CHALLENGE
Return each of the lines below that contains the word "wall", copying every such line in full.

-- BEGIN EXERCISE INPUT --

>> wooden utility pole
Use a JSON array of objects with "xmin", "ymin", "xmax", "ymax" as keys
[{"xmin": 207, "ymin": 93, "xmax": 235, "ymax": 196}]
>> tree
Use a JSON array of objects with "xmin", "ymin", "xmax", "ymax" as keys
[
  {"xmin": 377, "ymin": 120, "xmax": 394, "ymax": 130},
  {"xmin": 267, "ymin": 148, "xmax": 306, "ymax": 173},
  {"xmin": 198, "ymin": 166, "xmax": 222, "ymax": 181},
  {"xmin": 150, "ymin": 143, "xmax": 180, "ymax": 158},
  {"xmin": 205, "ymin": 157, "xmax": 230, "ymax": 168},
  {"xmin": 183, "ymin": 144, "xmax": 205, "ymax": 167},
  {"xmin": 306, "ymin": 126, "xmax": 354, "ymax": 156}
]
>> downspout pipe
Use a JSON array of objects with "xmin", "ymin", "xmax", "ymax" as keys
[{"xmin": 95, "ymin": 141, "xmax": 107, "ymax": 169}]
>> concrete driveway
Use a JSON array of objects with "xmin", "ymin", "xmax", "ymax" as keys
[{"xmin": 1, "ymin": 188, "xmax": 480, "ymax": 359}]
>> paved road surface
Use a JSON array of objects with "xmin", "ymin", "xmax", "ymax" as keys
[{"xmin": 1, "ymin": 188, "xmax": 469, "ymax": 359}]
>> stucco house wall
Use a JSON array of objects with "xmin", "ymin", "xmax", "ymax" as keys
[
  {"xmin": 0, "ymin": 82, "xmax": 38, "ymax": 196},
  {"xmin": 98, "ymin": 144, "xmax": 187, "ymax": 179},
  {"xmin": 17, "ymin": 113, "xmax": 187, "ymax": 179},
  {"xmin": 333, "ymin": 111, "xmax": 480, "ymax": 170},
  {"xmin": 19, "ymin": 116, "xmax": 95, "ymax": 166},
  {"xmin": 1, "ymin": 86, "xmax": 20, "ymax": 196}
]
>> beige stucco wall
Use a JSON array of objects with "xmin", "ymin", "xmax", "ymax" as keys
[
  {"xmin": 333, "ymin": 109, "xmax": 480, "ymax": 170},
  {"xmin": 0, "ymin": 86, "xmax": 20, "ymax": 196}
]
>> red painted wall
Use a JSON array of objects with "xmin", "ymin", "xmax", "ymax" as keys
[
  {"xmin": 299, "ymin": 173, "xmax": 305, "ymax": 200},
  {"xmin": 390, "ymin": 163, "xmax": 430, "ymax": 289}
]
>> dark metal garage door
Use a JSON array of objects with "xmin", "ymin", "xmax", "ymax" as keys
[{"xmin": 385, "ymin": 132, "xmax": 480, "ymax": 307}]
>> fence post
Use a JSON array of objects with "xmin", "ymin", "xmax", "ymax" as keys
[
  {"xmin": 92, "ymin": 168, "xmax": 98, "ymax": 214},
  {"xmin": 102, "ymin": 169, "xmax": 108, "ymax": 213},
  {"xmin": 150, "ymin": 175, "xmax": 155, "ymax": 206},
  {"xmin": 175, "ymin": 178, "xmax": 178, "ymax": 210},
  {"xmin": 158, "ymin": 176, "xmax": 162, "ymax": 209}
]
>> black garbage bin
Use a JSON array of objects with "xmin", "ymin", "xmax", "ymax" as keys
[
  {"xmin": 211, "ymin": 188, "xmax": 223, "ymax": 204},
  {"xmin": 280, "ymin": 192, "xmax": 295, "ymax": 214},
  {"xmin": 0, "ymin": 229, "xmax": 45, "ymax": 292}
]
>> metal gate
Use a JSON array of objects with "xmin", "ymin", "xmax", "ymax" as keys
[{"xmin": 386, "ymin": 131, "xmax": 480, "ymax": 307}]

-- END EXERCISE INPUT --

SOLUTION TO THE EXERCISE
>> stucco house wall
>> beige stucco wall
>> red painted wall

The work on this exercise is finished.